▶ Problem to work on:
Exactly as written, return the entries below, minus any pictures.

▶ Source records:
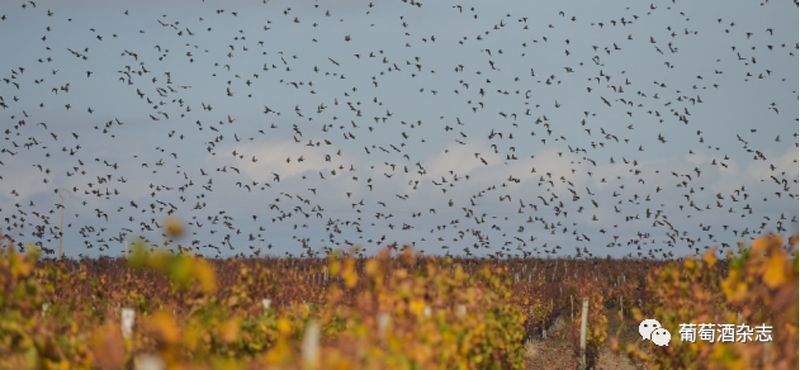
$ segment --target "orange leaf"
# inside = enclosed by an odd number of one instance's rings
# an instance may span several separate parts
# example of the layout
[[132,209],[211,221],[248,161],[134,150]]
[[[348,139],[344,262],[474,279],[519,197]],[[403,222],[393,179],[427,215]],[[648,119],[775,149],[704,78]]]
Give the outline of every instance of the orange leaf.
[[158,311],[151,320],[152,327],[161,333],[161,339],[165,343],[176,344],[180,342],[180,328],[178,328],[172,315],[166,311]]

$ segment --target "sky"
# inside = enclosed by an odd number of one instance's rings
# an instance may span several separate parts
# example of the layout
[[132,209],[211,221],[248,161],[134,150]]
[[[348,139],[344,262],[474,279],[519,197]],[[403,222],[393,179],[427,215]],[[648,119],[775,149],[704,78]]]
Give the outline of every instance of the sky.
[[0,34],[0,226],[46,251],[62,199],[72,257],[798,232],[792,3],[16,1]]

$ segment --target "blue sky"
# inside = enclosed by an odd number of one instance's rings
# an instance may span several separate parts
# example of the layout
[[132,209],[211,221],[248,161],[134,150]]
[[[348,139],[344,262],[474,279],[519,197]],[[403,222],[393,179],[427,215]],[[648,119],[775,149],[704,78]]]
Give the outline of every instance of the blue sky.
[[162,243],[168,213],[177,243],[226,256],[663,258],[793,235],[796,12],[6,3],[3,231],[57,248],[61,188],[71,256]]

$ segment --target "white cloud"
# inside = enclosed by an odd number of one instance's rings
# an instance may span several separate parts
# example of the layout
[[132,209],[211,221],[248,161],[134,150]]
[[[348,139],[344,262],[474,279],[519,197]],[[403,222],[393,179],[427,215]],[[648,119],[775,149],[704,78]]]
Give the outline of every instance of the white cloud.
[[[280,175],[281,181],[283,181],[283,179],[289,179],[308,171],[329,173],[332,170],[339,170],[340,166],[345,166],[345,170],[349,170],[350,165],[355,163],[346,154],[337,155],[337,149],[333,146],[322,144],[300,147],[299,145],[301,144],[295,142],[242,143],[225,147],[218,152],[224,156],[235,151],[237,156],[244,156],[236,162],[236,167],[256,181],[265,179],[271,181],[273,172]],[[255,158],[255,162],[253,158]],[[289,162],[287,162],[287,158],[290,159]],[[222,162],[222,160],[216,160],[216,162]],[[226,163],[230,162],[226,161]]]
[[[53,192],[57,186],[46,184],[45,175],[36,167],[3,166],[3,181],[0,181],[0,199],[18,202],[40,192]],[[16,167],[16,168],[15,168]],[[15,194],[13,194],[14,192]]]

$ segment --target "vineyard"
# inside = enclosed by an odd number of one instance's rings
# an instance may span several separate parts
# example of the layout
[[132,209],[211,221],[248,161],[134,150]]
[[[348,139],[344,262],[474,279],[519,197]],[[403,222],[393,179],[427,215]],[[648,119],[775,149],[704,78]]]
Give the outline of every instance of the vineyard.
[[[796,246],[767,235],[725,259],[667,262],[410,248],[218,260],[140,244],[128,258],[56,261],[9,242],[0,368],[524,369],[526,343],[547,343],[556,320],[573,368],[598,368],[603,347],[638,368],[797,368]],[[670,345],[620,342],[609,312],[627,331],[657,318]],[[772,341],[680,339],[681,323],[706,322],[770,325]]]

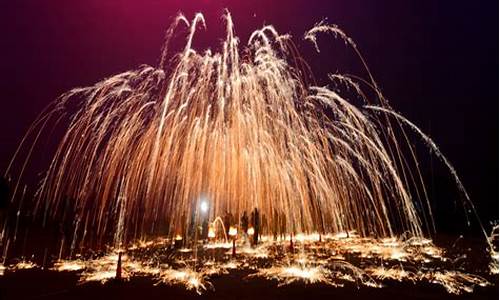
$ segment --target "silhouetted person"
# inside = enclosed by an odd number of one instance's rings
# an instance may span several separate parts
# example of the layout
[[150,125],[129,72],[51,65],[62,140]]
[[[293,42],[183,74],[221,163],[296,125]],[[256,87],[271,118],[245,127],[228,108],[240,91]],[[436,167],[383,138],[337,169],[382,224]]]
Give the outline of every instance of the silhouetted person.
[[224,229],[226,230],[226,236],[229,237],[229,227],[233,224],[233,215],[229,211],[224,214]]
[[241,216],[241,230],[243,231],[243,234],[247,234],[247,231],[248,231],[248,215],[247,215],[246,211],[244,211],[243,215]]
[[269,226],[269,224],[267,223],[267,216],[266,216],[266,214],[263,213],[260,216],[260,232],[259,232],[259,234],[262,234],[264,232],[264,229],[269,228],[268,226]]
[[284,213],[281,213],[279,223],[280,223],[280,236],[281,239],[284,240],[286,235],[286,216]]
[[201,224],[201,238],[206,240],[208,238],[208,217],[203,218]]
[[260,233],[260,216],[259,216],[259,210],[257,208],[255,208],[252,212],[252,224],[254,229],[253,244],[257,245],[257,243],[259,242],[259,233]]
[[273,239],[276,241],[278,239],[279,232],[279,215],[278,211],[273,210],[273,220],[272,220],[272,231],[273,231]]
[[191,213],[191,216],[190,216],[190,221],[189,221],[189,225],[188,225],[188,236],[186,238],[186,241],[184,242],[184,246],[187,246],[187,245],[191,245],[192,243],[194,243],[195,241],[195,238],[198,237],[198,228],[197,228],[197,223],[196,223],[196,219],[195,219],[195,214],[194,213]]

▶ Solution for this task:
$ segment --target "orange leaf"
# inside = enclosed by an odd number of one instance's rings
# an instance may span several separate parts
# example of the layout
[[132,209],[211,221],[248,161],[134,150]]
[[[348,139],[344,262],[474,279],[519,197]],[[403,222],[393,179],[427,215]],[[648,119],[775,149],[704,78]]]
Give the outline of every instance of the orange leaf.
[[158,311],[151,320],[152,327],[161,333],[161,339],[165,343],[176,344],[180,342],[180,328],[178,328],[172,315],[166,311]]

$ segment --target "sky"
# inside = enclosed by an odd number of one instance's rings
# an instance may span several separate parts
# example of the layout
[[132,209],[211,221],[248,161],[134,150]]
[[[348,139],[344,262],[474,279],[519,197]],[[403,222],[393,179],[427,215]],[[648,119],[775,149],[704,78]]]
Give the outline of every instance of the sky.
[[0,34],[0,226],[46,251],[62,199],[72,257],[798,232],[792,3],[16,1]]

$ segment --target "blue sky"
# inside = enclosed by an odd number of one instance's rings
# an instance may span several separate parts
# example of the layout
[[132,209],[211,221],[248,161],[134,150]]
[[[348,139],[344,262],[474,279],[519,197]],[[403,222],[393,179],[427,215]],[[648,119],[775,149],[704,78]]]
Give the outline of every instance of the blue sky.
[[162,243],[168,213],[177,243],[226,256],[663,258],[793,235],[796,12],[6,3],[3,231],[57,248],[61,188],[71,256]]

$ segment --target "white cloud"
# inside = enclosed by an odd number of one instance's rings
# an instance may span several separate parts
# example of the layout
[[132,209],[211,221],[248,161],[134,150]]
[[[348,139],[344,262],[474,279],[519,197]],[[403,222],[393,179],[427,215]],[[648,119],[775,149],[704,78]]]
Give the outline of every instance of the white cloud.
[[[280,175],[281,181],[283,181],[283,179],[289,179],[308,171],[329,173],[332,170],[339,170],[340,166],[345,166],[345,170],[349,170],[350,165],[355,163],[346,154],[337,155],[337,149],[333,146],[322,144],[300,147],[299,145],[301,144],[295,142],[242,143],[225,147],[218,152],[224,156],[235,151],[237,156],[244,156],[236,162],[236,167],[256,181],[265,179],[271,181],[273,172]],[[255,158],[255,162],[253,158]],[[289,162],[287,162],[287,158],[290,159]],[[222,162],[222,160],[216,160],[216,162]],[[226,163],[230,162],[226,161]]]
[[[53,192],[57,186],[46,184],[45,175],[36,167],[3,166],[3,181],[0,181],[0,199],[18,202],[40,192]],[[16,167],[16,168],[15,168]],[[15,194],[13,194],[14,192]]]

$ segment --target "vineyard"
# inside = enclosed by an odd number of one instance's rings
# an instance may span several separate parts
# example of the layout
[[132,209],[211,221],[248,161],[134,150]]
[[[348,139],[344,262],[474,279],[519,197]],[[403,222],[393,179],[427,215]],[[648,119],[775,149],[704,78]]]
Give the outline of every instance of the vineyard.
[[[796,246],[767,235],[725,259],[667,262],[410,248],[218,260],[140,244],[128,258],[56,261],[9,242],[0,368],[524,369],[526,343],[547,343],[556,320],[573,368],[598,368],[603,347],[638,368],[797,368]],[[670,345],[620,342],[609,312],[627,331],[657,318]],[[772,341],[680,339],[681,323],[706,322],[770,325]]]

$ segment --target "silhouetted person"
# inside = enclosed by an odd number of one instance's rings
# an instance may span several separate parts
# example of the layout
[[150,125],[129,72],[51,65],[62,140]]
[[[293,42],[183,74],[221,163],[296,125]],[[256,87],[271,118],[245,127],[228,108],[240,91]],[[436,167],[383,138],[337,169],[382,224]]]
Give the outline of every instance of the silhouetted person.
[[224,229],[226,230],[226,236],[229,237],[229,227],[233,224],[233,215],[229,211],[224,214]]
[[241,216],[241,230],[243,231],[243,234],[247,234],[247,231],[248,231],[248,215],[247,215],[246,211],[244,211],[243,215]]
[[269,226],[269,224],[267,223],[267,216],[266,216],[266,214],[263,213],[260,216],[260,232],[259,232],[259,234],[262,234],[264,232],[264,229],[269,228],[268,226]]
[[284,213],[281,213],[279,223],[280,223],[280,236],[281,239],[284,240],[286,235],[286,216]]
[[201,224],[201,238],[206,240],[208,238],[208,217],[203,218]]
[[260,233],[260,216],[259,216],[259,210],[257,208],[255,208],[252,212],[252,224],[254,229],[253,244],[257,245],[257,243],[259,242],[259,233]]
[[273,239],[276,241],[278,239],[279,232],[279,215],[278,211],[273,210],[273,220],[272,220],[272,231],[273,231]]
[[191,213],[191,216],[190,216],[190,221],[189,221],[189,225],[188,225],[188,236],[186,238],[186,241],[184,242],[184,246],[187,246],[187,245],[191,245],[192,243],[194,243],[195,241],[195,238],[198,237],[198,228],[197,228],[197,223],[196,223],[196,219],[195,219],[195,214],[194,213]]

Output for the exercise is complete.